[What is needed]
Start to finish, repeat the records exactly.

[Data extracts]

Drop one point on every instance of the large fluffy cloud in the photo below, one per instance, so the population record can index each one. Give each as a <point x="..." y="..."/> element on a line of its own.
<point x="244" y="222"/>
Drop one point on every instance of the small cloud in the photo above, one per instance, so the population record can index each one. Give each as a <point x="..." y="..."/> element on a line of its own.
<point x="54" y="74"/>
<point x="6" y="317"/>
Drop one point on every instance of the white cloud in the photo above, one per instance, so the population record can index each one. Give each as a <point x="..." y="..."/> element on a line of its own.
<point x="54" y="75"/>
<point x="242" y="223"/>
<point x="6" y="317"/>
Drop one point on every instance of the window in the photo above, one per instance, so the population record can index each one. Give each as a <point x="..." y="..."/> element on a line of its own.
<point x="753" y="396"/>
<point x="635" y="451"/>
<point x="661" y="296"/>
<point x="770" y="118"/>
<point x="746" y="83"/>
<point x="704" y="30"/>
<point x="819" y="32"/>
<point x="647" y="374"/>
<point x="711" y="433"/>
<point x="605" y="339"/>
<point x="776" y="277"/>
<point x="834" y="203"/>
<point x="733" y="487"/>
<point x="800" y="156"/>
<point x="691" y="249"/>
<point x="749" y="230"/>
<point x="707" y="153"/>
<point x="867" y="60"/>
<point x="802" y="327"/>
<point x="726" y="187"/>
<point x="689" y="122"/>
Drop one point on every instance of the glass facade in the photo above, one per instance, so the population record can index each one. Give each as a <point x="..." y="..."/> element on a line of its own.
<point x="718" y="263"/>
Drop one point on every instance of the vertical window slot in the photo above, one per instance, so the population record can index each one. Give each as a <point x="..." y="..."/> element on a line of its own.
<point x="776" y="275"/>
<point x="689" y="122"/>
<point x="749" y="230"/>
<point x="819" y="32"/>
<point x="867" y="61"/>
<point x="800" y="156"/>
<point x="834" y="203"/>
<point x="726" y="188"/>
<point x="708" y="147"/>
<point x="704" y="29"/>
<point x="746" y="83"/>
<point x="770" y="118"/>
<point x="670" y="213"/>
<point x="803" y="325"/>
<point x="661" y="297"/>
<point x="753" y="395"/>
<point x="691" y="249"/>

[Reply to the exercise]
Drop one point on every instance of the large fluffy cloud in the photo below, one per instance, so the population record can index each one. Give each as a <point x="..." y="..."/> element on a line of its own.
<point x="244" y="222"/>
Drop one point on every instance of the small cloud in the photo above, one per instance, so the population record can index each one. Give each as a <point x="..." y="..."/> element on a line of its own.
<point x="54" y="74"/>
<point x="6" y="317"/>
Drop one point on every instance of the white cloud in the photo above, one per instance, so the population record can index each one. Give each as a <point x="..." y="..."/> element on a line of its own.
<point x="54" y="75"/>
<point x="242" y="223"/>
<point x="6" y="317"/>
Drop one point on every instance of the window in the photo above, one per instance, so the population record can index each one. Give each as a <point x="..." y="..."/> element on a line of its own.
<point x="753" y="396"/>
<point x="635" y="451"/>
<point x="661" y="296"/>
<point x="770" y="118"/>
<point x="746" y="83"/>
<point x="704" y="30"/>
<point x="819" y="32"/>
<point x="647" y="374"/>
<point x="711" y="433"/>
<point x="605" y="339"/>
<point x="776" y="277"/>
<point x="834" y="203"/>
<point x="733" y="487"/>
<point x="800" y="156"/>
<point x="691" y="249"/>
<point x="749" y="230"/>
<point x="707" y="153"/>
<point x="867" y="60"/>
<point x="802" y="327"/>
<point x="726" y="187"/>
<point x="689" y="122"/>
Drop one point on every instance of the glass facade in the photo above, one per instance, so the population record can index each one. Give each as a <point x="..." y="..."/> element on a line of its own.
<point x="718" y="263"/>
Drop one point on every instance of the vertical window slot in the photo above, one per instance, so the population record can index each one. Give each as a <point x="..." y="..."/> element on a line of its own.
<point x="776" y="275"/>
<point x="689" y="122"/>
<point x="749" y="230"/>
<point x="819" y="32"/>
<point x="867" y="61"/>
<point x="800" y="156"/>
<point x="834" y="203"/>
<point x="726" y="188"/>
<point x="708" y="147"/>
<point x="704" y="29"/>
<point x="746" y="83"/>
<point x="770" y="118"/>
<point x="670" y="213"/>
<point x="803" y="325"/>
<point x="661" y="297"/>
<point x="753" y="395"/>
<point x="691" y="249"/>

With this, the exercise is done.